Records Block Start

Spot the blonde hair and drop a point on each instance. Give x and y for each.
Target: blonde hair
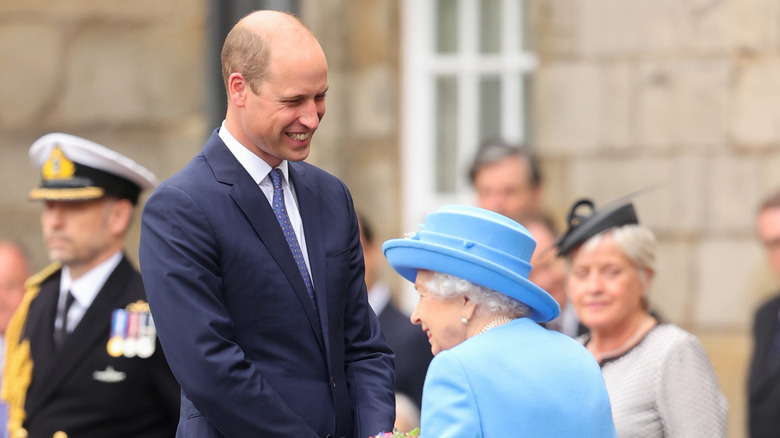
(488, 300)
(247, 50)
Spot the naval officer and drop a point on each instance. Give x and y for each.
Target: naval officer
(82, 354)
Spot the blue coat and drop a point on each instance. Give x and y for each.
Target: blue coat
(518, 380)
(232, 312)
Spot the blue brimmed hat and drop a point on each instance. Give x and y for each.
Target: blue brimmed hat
(477, 245)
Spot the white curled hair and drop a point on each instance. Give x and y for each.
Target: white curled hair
(488, 300)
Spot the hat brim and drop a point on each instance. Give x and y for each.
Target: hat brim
(599, 221)
(407, 256)
(67, 194)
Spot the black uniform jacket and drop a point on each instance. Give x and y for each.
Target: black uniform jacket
(82, 390)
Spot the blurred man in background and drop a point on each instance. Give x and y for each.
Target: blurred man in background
(83, 358)
(764, 378)
(411, 347)
(549, 272)
(507, 179)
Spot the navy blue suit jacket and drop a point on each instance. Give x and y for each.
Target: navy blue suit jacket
(232, 312)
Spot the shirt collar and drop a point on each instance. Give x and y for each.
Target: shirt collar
(379, 296)
(86, 287)
(257, 168)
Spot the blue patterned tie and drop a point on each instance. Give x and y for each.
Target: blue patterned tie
(292, 240)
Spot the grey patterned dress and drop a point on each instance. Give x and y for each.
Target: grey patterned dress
(665, 387)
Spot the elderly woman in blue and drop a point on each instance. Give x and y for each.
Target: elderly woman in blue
(496, 371)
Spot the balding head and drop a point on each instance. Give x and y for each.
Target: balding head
(249, 45)
(14, 270)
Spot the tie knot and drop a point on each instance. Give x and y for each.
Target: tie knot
(276, 178)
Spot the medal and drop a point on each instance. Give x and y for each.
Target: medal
(115, 344)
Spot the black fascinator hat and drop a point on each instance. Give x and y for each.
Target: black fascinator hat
(582, 227)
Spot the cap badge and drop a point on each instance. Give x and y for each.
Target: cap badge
(58, 166)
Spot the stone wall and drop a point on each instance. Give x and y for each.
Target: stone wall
(684, 94)
(125, 74)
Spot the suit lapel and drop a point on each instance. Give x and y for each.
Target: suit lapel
(250, 199)
(91, 331)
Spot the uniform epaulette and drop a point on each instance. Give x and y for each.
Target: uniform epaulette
(17, 374)
(43, 274)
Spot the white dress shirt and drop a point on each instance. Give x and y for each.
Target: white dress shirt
(259, 170)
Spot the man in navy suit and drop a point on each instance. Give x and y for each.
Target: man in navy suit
(73, 367)
(764, 378)
(252, 261)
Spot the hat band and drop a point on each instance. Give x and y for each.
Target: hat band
(72, 194)
(476, 249)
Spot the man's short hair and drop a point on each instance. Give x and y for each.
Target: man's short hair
(492, 151)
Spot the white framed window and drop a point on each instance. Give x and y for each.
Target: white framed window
(465, 70)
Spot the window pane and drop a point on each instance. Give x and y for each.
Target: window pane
(447, 26)
(527, 101)
(446, 133)
(490, 26)
(489, 108)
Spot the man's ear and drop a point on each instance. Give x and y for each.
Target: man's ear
(119, 216)
(238, 88)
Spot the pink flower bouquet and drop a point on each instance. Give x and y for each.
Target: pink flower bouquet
(414, 433)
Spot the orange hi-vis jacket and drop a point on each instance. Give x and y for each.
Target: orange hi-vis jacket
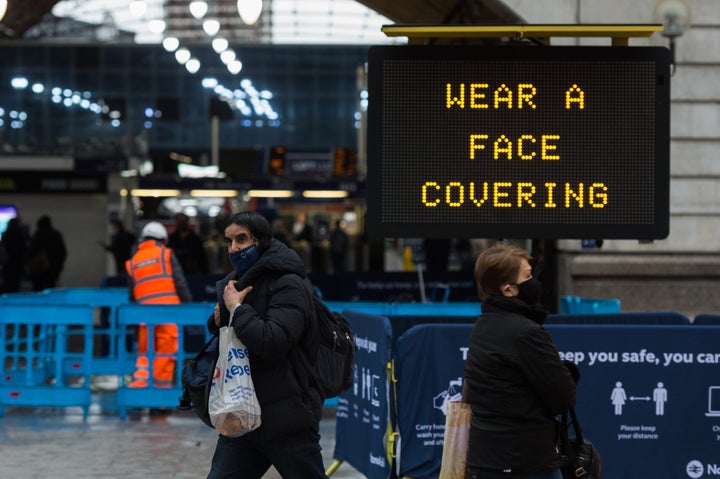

Records Block End

# Task goal:
Every line in the listing that holds the string "orange" should be copied out.

# Result of the task:
Spot the orange hi-vis jacket and drop a point on each instance. Give x and y for each.
Target: orange hi-vis jacket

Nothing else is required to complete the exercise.